(Records from a collection)
+ + +

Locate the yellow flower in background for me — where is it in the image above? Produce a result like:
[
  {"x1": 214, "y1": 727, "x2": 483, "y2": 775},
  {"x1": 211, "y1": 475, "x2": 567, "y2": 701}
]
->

+ + +

▶ [THE TASK]
Duplicate the rows above verbatim, reproducing every line without any change.

▶ [RESULT OF THE TASK]
Locate the yellow flower in background for me — where is it in the image above? Produce a result like:
[
  {"x1": 214, "y1": 727, "x2": 483, "y2": 775},
  {"x1": 211, "y1": 475, "x2": 567, "y2": 701}
]
->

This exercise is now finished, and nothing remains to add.